__Provided records__:
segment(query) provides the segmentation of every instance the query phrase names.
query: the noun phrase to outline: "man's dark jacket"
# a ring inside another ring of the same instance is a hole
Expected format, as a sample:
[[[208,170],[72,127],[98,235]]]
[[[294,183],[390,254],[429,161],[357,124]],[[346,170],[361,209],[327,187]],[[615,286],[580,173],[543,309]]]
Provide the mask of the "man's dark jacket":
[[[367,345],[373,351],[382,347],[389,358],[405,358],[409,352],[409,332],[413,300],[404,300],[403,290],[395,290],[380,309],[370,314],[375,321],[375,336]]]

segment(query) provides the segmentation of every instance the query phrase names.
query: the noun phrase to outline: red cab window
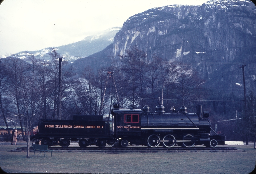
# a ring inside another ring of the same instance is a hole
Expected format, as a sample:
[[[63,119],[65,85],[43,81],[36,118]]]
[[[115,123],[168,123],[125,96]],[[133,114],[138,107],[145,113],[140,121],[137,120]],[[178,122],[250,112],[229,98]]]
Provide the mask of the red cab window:
[[[124,123],[139,123],[139,115],[125,114]]]

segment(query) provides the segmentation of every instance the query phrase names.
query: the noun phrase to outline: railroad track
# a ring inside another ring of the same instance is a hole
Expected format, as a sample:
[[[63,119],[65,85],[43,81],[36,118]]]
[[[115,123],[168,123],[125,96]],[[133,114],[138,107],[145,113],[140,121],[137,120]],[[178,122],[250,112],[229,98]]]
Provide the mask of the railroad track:
[[[238,150],[236,147],[217,147],[214,148],[206,147],[194,147],[184,148],[174,147],[171,148],[163,147],[152,148],[145,146],[128,147],[126,148],[112,147],[111,146],[100,148],[96,146],[91,146],[85,148],[77,147],[69,147],[63,148],[60,146],[50,147],[49,149],[55,152],[67,151],[69,152],[100,152],[108,153],[184,153],[184,152],[243,152],[244,150]],[[15,150],[11,151],[20,152],[26,150],[26,147],[18,147]],[[31,149],[31,152],[33,151]]]

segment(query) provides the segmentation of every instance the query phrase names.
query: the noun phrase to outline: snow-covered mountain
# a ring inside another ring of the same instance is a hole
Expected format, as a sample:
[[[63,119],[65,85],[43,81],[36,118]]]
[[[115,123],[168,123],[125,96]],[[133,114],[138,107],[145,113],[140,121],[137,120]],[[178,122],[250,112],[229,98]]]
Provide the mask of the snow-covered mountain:
[[[120,30],[120,27],[111,28],[87,36],[80,41],[68,45],[54,47],[58,53],[62,55],[66,60],[71,62],[78,59],[87,56],[102,50],[113,43],[114,38]],[[37,51],[23,51],[15,54],[21,59],[34,55],[36,58],[50,60],[48,55],[52,48],[44,48]]]

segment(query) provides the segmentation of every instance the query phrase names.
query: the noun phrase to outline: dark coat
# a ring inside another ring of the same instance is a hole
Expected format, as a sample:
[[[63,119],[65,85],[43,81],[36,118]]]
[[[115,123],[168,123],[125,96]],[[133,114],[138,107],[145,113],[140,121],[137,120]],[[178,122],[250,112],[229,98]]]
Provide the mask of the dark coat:
[[[12,141],[13,142],[17,142],[17,137],[18,136],[18,133],[17,132],[14,132],[13,134],[13,138],[12,139]]]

__Exercise objective__:
Rewrite the data from its first line up to and including the line with "[[[124,123],[139,123],[139,115],[125,114]]]" as a numbered list, skipping blank lines and leaving out the pictures.

__Answer to this problem__:
1. segment(query) provides the segmentation of every instance the query phrase names.
2. query: the noun phrase to outline: "man's dark jacket"
3. # a ring inside another ring of the same instance is a hole
4. Expected format, as a sample:
5. [[[208,170],[72,127],[98,235]]]
6. [[[294,183],[390,254],[429,161],[357,124]],[[346,170],[361,209],[327,187]],[[615,286],[580,173],[543,309]]]
7. Provide the mask of the "man's dark jacket":
8. [[[367,345],[373,351],[382,347],[389,358],[405,358],[409,352],[409,332],[413,300],[404,300],[403,290],[395,290],[380,309],[370,314],[375,321],[375,336]]]
9. segment(query) provides the segmentation of every instance the query phrase names.
10. query: the noun phrase to outline: red cab window
11. # a ring inside another ring of the same instance is a hole
12. Expected format, as a sample:
13. [[[63,119],[65,85],[43,81],[36,118]]]
14. [[[115,123],[168,123],[125,96]],[[133,114],[138,107],[145,113],[140,121],[137,120]],[[178,122],[250,112],[229,98]]]
15. Provide the mask of the red cab window:
16. [[[124,123],[139,123],[139,115],[125,114]]]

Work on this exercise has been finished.